_Фрагмент текста_:
Отсюда следует, что способность прощать должна была бы остаться вне поля нашего рассмотрения, если бы христианство было право в том, что лишь любовь способна прощать, а именно поскольку лишь любовь с такой исключительностью нацелена на кто-ты-есть, что ей уже не приходится даже специально осуществлять свое ради-него, но это как бы само собой получается постоянно в реальности любви. При этом любви, господствующей лишь в ее собственном тесно очерченном царстве, соответствует в более широкой области человеческих дел личное отношение, которое нам всего лучше пожалуй описать словом «уважение». Это уважение подобно аристотелевской φιλία πολιτική, оно род «политической дружбы», не нуждающейся в близости и интимности; оно выражает уважение к личности, рассматриваемой однако в этом случае на том отдалении, какое развертывает между нами пространство мира, причем это уважение совершенно независимо от качеств личности, способных вызвать наше восхищение, или от успехов, высоко ценимых нами. Так что несомненно современная утрата уважения, соотв. убеждение, что уважения заслуживает только удивительное и ценное, есть явственный знак возрастающей обезлички публичной и социальной жизни. Во всяком случае уважение создает вполне достаточное побудительное основание простить человеку то, что он сделал, ради того, кто он есть. Но из того, что тот самый кто, который непроизвольно обнаруживается в поступке и речи, есть подлинный предмет прощения, всего яснее видно, что мы здесь имеем дело еще с определенным модусом действия, равно как здесь же и глубочайшая причина того, что никто не может простить сам себя; тот кто, ради кого кому-то что-то прощают, располагается вне опыта, который мы можем иметь с самими собой; он вообще доступен только восприятию других. Не будь в мире окружающих, прощающих нашу вину, как мы прощаем винящихся перед нами, мы тоже не могли бы простить себе никакого проступка и ни одного промаха, потому что нам не хватало бы, в том числе и в нас самих, той личности, которая больше чем совершённая ею несправедливость.

§ 34 Непредвидимость деяний и власть обещания

В отличие от прощения, в политической сфере никогда не принимаемого всерьез уже потому что оно было открыто в религиозном контексте и поставлено в зависимость от «любви», способность давать и сдерживать обещания и присущая ей власть гарантировать будущее сыграла в политической теории и практике исключительную роль. Что касается происхождения этой традиции, то мы можем с равным успехом думать о священной непреложности договоров и соглашений, на которой покоится римское право – pacta sunt servanda, – или апеллировать к Аврааму, мужу из Ура Халдейского, который «из своей страны, от своей родни, из дома отца своего» пошел в чужие страны, чтобы повсюду, куда он приходил, улаживать споры соглашениями, словно командированный для того чтобы проверять силу взаимных обещаний и порядок, вносимый ими в хаос человеческого мира, пока в конце концов сам Бог в виду этого «хранения» заключил с ним договор. Начиная с римлян во всяком случае теория договора стояла в средоточии политической мысли, и это означает не что иное как то, что в способности обещания видели центральную политическую способность.

_Требования к упражнению_:
1: Выпишите в порядке появления все выражения, которые во фрагменте о прощении и обещании заключены в кавычки-«ёлочки».
2: Определите, соответствуют ли фрагменту о прощении и обещании следующие утверждения. Для каждого ответьте «да» или «нет» и приведите точную цитату, на которой основан ответ.
(a) Никто не способен простить сам себя.
(b) Уважение зависит от качеств личности, способных вызвать восхищение.
(c) В политической сфере прощение всегда принималось всерьез.
3: Напишите продолжение фрагмента о прощении и обещании, начиная после его последнего предложения.

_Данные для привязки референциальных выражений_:
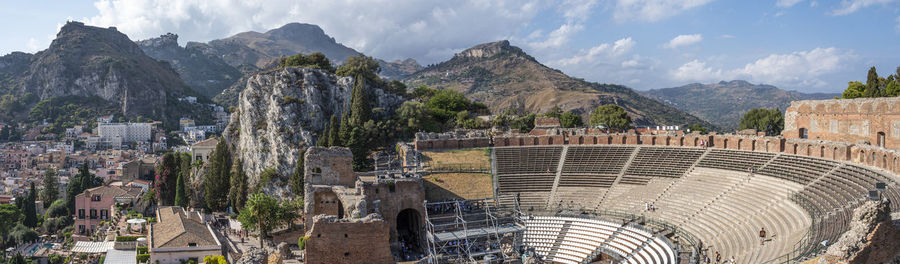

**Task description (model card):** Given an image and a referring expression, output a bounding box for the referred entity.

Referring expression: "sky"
[0,0,900,92]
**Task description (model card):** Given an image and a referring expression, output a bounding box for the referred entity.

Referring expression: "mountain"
[642,80,840,129]
[2,22,197,119]
[404,40,710,126]
[223,67,403,198]
[136,33,243,98]
[195,23,359,68]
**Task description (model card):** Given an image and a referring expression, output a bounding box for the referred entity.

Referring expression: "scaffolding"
[425,195,525,264]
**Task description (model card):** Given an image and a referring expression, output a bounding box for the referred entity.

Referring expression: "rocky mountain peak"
[459,40,525,58]
[137,33,178,49]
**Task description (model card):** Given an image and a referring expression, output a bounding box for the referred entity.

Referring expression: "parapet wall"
[416,131,900,176]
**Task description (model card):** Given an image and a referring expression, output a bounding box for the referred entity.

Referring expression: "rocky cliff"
[136,33,243,98]
[224,67,403,197]
[818,200,900,264]
[404,40,712,127]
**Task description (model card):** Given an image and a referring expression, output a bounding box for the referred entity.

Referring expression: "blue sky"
[0,0,900,92]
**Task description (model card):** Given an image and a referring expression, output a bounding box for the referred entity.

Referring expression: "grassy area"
[423,173,493,201]
[422,148,491,168]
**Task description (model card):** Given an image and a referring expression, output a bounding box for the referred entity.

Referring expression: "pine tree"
[350,75,372,128]
[228,160,247,212]
[347,127,368,171]
[290,150,306,197]
[41,168,59,208]
[863,66,881,97]
[338,111,350,147]
[328,115,341,146]
[203,140,231,211]
[175,170,189,207]
[22,182,37,227]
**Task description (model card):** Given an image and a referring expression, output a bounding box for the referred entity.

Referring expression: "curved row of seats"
[524,216,675,264]
[495,146,900,263]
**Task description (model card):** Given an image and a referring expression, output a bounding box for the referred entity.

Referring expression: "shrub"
[297,236,309,250]
[116,236,144,242]
[203,255,228,264]
[135,254,150,263]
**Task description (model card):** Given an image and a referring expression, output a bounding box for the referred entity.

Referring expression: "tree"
[238,193,281,248]
[175,170,189,207]
[203,140,231,211]
[591,104,631,130]
[347,127,369,171]
[290,149,306,197]
[841,82,866,99]
[41,168,59,208]
[22,182,38,228]
[335,54,381,81]
[228,160,247,211]
[350,75,372,127]
[740,108,784,136]
[559,111,584,128]
[328,115,342,146]
[338,112,350,147]
[863,66,882,97]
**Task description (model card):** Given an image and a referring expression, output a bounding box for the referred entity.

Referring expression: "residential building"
[75,186,143,241]
[147,206,223,264]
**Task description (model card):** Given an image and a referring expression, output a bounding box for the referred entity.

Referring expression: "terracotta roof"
[76,185,143,197]
[151,206,220,250]
[191,138,219,147]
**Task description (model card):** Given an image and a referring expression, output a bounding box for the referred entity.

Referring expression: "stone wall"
[781,97,900,149]
[305,214,394,264]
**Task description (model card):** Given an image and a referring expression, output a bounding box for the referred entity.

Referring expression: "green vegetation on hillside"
[740,108,784,136]
[278,52,335,73]
[841,66,900,99]
[591,104,631,130]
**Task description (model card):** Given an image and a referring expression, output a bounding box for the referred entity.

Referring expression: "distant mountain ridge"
[641,80,840,130]
[0,22,197,118]
[404,40,712,127]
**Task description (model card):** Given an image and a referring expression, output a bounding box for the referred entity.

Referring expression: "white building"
[97,123,153,143]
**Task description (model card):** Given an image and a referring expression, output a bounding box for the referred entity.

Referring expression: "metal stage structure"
[425,195,525,264]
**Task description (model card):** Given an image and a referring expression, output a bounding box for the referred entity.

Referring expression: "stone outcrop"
[818,200,900,264]
[224,67,403,197]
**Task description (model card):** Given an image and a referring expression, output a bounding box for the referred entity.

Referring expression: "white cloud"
[527,0,597,50]
[663,34,703,49]
[669,47,856,87]
[613,0,712,22]
[831,0,897,16]
[85,0,540,63]
[550,37,635,67]
[775,0,803,8]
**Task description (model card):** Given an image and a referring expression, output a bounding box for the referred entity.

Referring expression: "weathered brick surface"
[305,214,394,264]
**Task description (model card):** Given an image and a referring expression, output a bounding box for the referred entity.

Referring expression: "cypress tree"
[41,168,59,208]
[328,115,342,146]
[203,140,231,211]
[290,150,306,197]
[228,160,247,212]
[22,182,37,227]
[338,112,350,147]
[350,74,372,128]
[863,66,881,97]
[175,173,188,207]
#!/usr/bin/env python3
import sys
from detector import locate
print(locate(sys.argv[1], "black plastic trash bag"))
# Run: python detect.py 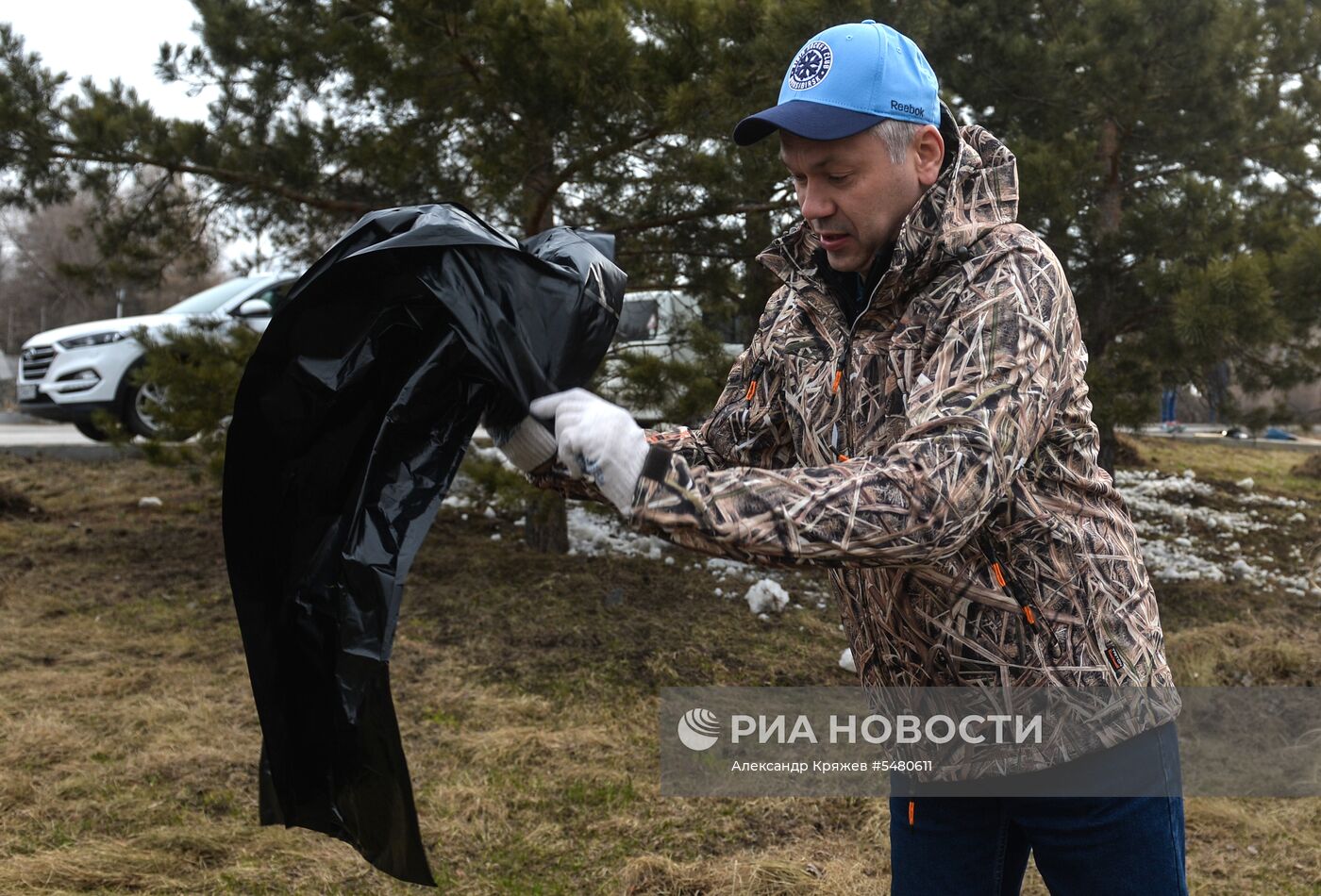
[224,205,625,886]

_Ответы по заданиям_:
1:
1. «уважение»
2. «политической дружбы»
3. «любви»
4. «из своей страны, от своей родни, из дома отца своего»
5. «хранения»

2:
(a) Да: «никто не может простить сам себя».
(b) Нет: «это уважение совершенно независимо от качеств личности, способных вызвать наше восхищение».
(c) Нет: «в политической сфере никогда не принимаемого всерьез».

3:
вернуться

330

Распространенное заблуждение, что любовь такая же частая вещь как увлечение, происходит возможно оттого, что мы о любви слышим всегда прежде всего от поэтов. Но поэты обманывают, пусть не себя а нас: ибо любовь для них, и только для них, есть не просто решающий жизненный опыт, а нечто прямо необходимое для их поэтического бытия. Так что им надо прощать, когда они думают будто речь тут идет об общераспространенном опыте; это никоим образом не так.

вернуться

331

Эта миросозидающая способность любви не то же самое что плодовитость, основа большинства мифов о творении. Существуют однако мифы о творении, где дает о себе знать опыт любви, а не только плодовитости. Так, Шадевальдт описывает следующую легенду, происхождение которой я выяснить не смогла: небо гигантская богиня, которая склоняется над богом Земли, но отделена от него божеством воздуха, родившимся между ними и теперь отделяющим небесную мать от земного отца. Мир есть мировое пространство, родившееся от любви неба и Земли и поместившееся между ними (Wolfgang Schadewaldt, Das Welt-Modell der Griechen, в Neue Rundschau, Bd. LXVIII, No. 2, 1957). Эти представления сравнительно нередки, причем и среди «примитивных» народов. Ср. Mircea Eliade, Traité d’histoire des religions, Paris 1953, p. 212.